Full Judgment Text
http://JUDIS.NIC.IN SUPREME COURT OF INDIA Page 1 of 6
CASE NO.:
Appeal (crl.) 949 of 2001
PETITIONER:
PUNJAB & SINDH BANK
Vs.
RESPONDENT:
VINKAR SAHAKARI BANK LTD AND ORS.
DATE OF JUDGMENT: 17/09/2001
BENCH:
K.T. Thomas & S.N. Variava
JUDGMENT:
THOMAS, J.
Leave granted.
This case involves a queer situation when a Pay
Order was dishonoured by the drawer bank. The holder
thereof (Punjab and Singh Bank) filed a complaint under
Section 138 of the Negotiable Instruments Act,1881 (for
short the Act). The drawer bank and its officials have
been arraigned as accused in the complaint. But a single
Judge of the High Court of Bombay quashed the complaint
mainly on the premise that the instrument (described as the
pay order) is not a cheque. The Punjab & Sindh Bank has
filed this appeal in challenge of the aforesaid order of
the High Court. Besides the premise stated above learned
single Judge of the High Court adopted two more grounds for
quashing the complaint. One among them is that even
assuming that the instrument is a cheque it was crossed and
hence the complainant-bank should only have collected the
amount and remitted the same to the account of the person
shown as payee in the instrument. The other is, the
complainant was not a holder in due course inasmuch as no
endorsement was made on the instrument in the manner
prescribed under Section 50 of the Act and hence the
complainant has no locus standi to file the complaint.
The short facts leading to the filing of the complaint
are these:
The first accused in the complaint is a co-operative
bank. It drew the Pay Order on 18.12.1992 in a sum of
Rs.48.40 lacs, the relevant inscriptions of which are the
following: Payees account only - To pay Punjab & Sindh
Bank M/s. Poise Leasing and Finance Company Ltd. or
order. According to the appellant the said Pay Order was
got assigned to the complainant-bank from M/s. Poise
Leasing and Finance Company Ltd. When the instrument was
presented for clearance before the first accused bank on
18.12.1992 it was returned with the remarks funds
uncleared. It was again presented on 6.1.1993 and then it
was returned dishonoured with the remarks drawee banks
http://JUDIS.NIC.IN SUPREME COURT OF INDIA Page 2 of 6
funds with our bank i.e. sponsoring bank, are
insufficient. This was followed by sending a notice to the
first accused bank as contemplated in Section 138 of the
Act. Since the amount was not paid within the statutory
period a complaint was filed on 9.3.1993.
----
*GIVEN REQUEST 1:*
Please reproduce the entries below word for word, starting at the line that has "of the rolled-up" and continuing through the last line of the entries.

*DATA SHOWN:*
----
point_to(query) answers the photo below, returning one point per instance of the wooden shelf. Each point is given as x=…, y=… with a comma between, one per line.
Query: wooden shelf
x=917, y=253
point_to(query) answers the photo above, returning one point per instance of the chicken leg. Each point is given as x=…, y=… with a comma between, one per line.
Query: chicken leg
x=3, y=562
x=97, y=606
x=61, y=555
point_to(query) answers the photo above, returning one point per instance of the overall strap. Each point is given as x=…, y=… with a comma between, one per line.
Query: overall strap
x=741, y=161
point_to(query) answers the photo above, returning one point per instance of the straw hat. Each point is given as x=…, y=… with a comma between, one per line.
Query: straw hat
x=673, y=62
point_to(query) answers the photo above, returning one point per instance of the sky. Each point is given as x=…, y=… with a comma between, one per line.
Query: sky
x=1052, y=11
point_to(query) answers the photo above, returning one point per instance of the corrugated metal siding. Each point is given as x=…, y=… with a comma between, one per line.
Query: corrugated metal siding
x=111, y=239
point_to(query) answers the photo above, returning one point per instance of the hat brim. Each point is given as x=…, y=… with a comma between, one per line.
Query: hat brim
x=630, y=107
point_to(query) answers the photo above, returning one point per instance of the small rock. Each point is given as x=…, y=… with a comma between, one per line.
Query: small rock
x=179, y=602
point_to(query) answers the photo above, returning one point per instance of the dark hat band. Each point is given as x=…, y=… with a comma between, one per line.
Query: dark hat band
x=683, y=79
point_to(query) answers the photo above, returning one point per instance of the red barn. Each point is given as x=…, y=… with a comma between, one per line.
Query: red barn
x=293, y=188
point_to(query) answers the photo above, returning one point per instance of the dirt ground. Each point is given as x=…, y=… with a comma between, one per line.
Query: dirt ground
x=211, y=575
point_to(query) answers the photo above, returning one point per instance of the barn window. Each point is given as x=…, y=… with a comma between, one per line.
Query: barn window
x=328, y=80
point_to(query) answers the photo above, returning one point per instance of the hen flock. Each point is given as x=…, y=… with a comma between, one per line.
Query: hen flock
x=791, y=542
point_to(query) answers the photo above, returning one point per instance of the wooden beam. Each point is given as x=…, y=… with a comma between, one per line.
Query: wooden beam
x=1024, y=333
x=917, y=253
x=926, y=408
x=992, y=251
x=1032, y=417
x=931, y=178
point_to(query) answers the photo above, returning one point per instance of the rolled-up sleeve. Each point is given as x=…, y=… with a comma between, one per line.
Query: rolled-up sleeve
----
*GIVEN REQUEST 2:*
Render this sentence from the Supreme Court judgment into Spanish: "Since the amount was not paid within the statutory period a complaint was filed on 9.3.1993."

*FULL SOLUTION 1:*
point_to(query) answers the photo above, returning one point per instance of the rolled-up sleeve. Each point is given as x=…, y=… with a comma between, one per line.
Query: rolled-up sleeve

*FULL SOLUTION 2:*
Como el importe no se pagó dentro del plazo legal, se presentó una denuncia el 9.3.1993.